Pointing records
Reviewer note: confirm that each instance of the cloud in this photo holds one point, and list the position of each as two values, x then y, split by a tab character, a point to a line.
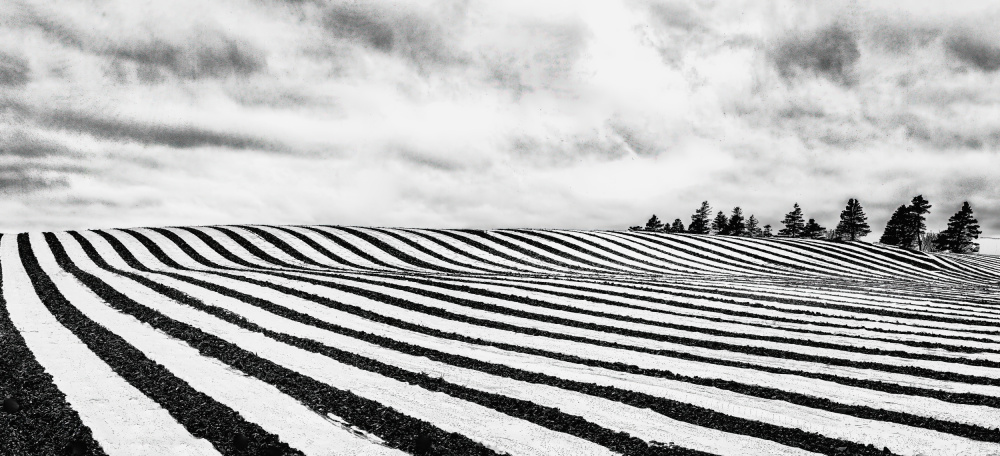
975	50
455	113
176	136
204	54
195	51
831	51
395	28
26	144
14	70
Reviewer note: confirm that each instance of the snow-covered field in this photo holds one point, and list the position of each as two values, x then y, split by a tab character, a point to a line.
314	340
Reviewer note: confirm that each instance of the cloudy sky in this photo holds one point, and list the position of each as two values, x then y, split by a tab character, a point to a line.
481	113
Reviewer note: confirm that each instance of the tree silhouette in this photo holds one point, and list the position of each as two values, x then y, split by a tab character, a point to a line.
794	224
753	227
853	222
766	231
963	229
915	223
654	224
701	220
737	224
813	230
721	224
677	226
895	228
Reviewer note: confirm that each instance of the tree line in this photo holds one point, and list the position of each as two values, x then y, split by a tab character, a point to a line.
906	228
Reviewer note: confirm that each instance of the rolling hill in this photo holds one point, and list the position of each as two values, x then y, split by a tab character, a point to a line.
317	340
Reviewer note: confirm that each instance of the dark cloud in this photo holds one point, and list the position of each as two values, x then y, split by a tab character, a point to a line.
14	70
16	180
207	54
26	145
368	27
973	49
901	38
168	135
420	39
422	159
675	15
831	52
201	53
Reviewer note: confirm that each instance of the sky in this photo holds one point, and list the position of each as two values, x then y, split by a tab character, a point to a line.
584	114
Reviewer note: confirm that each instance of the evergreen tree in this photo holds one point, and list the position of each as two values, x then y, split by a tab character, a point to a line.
653	224
720	225
963	229
753	227
677	226
853	222
794	224
813	230
737	224
895	228
701	220
915	222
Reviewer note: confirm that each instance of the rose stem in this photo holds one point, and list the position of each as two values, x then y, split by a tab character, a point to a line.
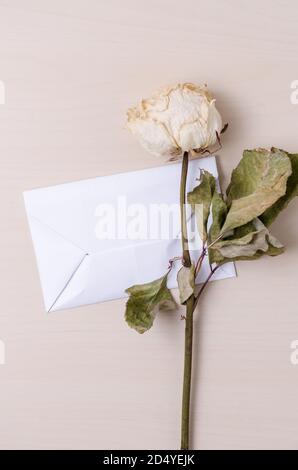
189	314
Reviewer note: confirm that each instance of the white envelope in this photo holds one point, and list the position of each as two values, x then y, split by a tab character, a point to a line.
78	268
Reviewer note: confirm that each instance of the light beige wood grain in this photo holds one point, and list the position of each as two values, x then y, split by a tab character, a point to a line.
81	378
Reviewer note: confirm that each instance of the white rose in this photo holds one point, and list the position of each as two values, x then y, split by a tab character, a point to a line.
178	119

* EXERCISE REQUIREMENTS: Transcribe the complete set of entries verbatim. No pictures belong in the copy.

* CORRECT RESPONSE:
Reviewer note: confirm that each instance of the cloud in this photo holds one point, and list the position of each as two values, x then y, split by a tab character, a point to a line.
975	50
455	113
176	136
204	54
195	51
831	51
395	28
26	144
14	70
Reviewer note: confirm that each instance of the snow-covered field in this photo holds one point, and list the position of each as two values, x then y, split by a tab character, a point to a line.
314	340
Reviewer note: confirm that each instance of the cloudy sky in this photo holds one point, and list the position of each as two values, x then y, split by a tab character, a point to a line.
481	113
Reviewer note: confirm that each instance of the tree silhouette in this photo holds one point, and list the position of each as two values, x then y, split by a tab character, a point to a line.
794	224
753	227
853	222
766	231
963	229
915	223
654	224
701	220
737	224
813	230
721	224
677	226
895	228
Reviewer note: confirm that each instance of the tree line in this photo holds one point, and list the position of each as two values, x then y, split by a tab character, a point to a line.
906	228
Reviewer note: confirm that each instance of the rolling hill in this photo holds one point, and list the position of each as two values, x then y, split by a tab character, a point to a line.
317	340
Reviewer note: confirm that each instance of the dark cloud in this photo holds one point, and list the position of each as two values, x then y, split by a tab character, a point to a line.
14	70
16	180
207	54
26	145
368	27
973	49
901	38
168	135
420	39
422	159
675	15
831	52
201	53
Reviewer note: confirm that each instance of the sky in this photo holds one point, and list the position of each as two values, x then y, split by a tab character, a point to a line.
584	114
Reviewer note: confirm that each instance of the evergreen tree in this photo holds one point, and list the position of each as two values, x then y, split by a tab character, a point to a line.
653	224
720	225
963	229
753	227
677	226
853	222
794	224
813	230
737	224
895	228
701	220
915	222
Reviewer note: confirm that each instance of the rose stem in this photo holds one point, and list the position of each as two values, x then y, split by a tab character, a point to a line.
189	314
Reviewer note: confirm that each instance of the white envelope in this photo holds one point, and list the position of each as two values, x then y, split by a tab character, a point to a line.
78	268
Reviewer note: confirm that each instance of the light beige wood grain in this photo holds one point, and list the position of each as two values, x then y, split by a tab character, a point to a line.
81	378
Reviewer note: confirm that each instance of the white rose in this photo holds one point, and list the position of each as two values, x then y, split by a tab character, a point to a line.
178	119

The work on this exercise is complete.